**Written task:** Reproduce the following lines of material exactly, without changing anything.

**Entries from a collection:**
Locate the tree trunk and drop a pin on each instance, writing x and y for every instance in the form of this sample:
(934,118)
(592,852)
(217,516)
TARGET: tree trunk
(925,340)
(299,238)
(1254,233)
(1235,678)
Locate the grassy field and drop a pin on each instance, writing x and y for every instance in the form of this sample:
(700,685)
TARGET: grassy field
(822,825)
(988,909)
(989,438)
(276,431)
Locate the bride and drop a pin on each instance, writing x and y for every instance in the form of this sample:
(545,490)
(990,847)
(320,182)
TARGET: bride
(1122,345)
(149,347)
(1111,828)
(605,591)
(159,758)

**Exercise response:**
Locate the tree trunk and drop a pin on each instance, writing x and y for every instance in the form of this sample:
(934,118)
(592,852)
(217,516)
TARGET: tree trunk
(925,340)
(299,238)
(1254,233)
(1235,678)
Locate the grassy field and drop a pin on each instance, writing x and y for every instance in the form of this sample:
(700,685)
TARGET: grassy field
(822,825)
(988,909)
(989,438)
(276,431)
Locate the bride and drop a pin on each instance, writing x and y for every instance in the form of this sample:
(545,490)
(990,847)
(320,182)
TARGET: bride
(1122,345)
(149,347)
(1111,828)
(605,591)
(159,758)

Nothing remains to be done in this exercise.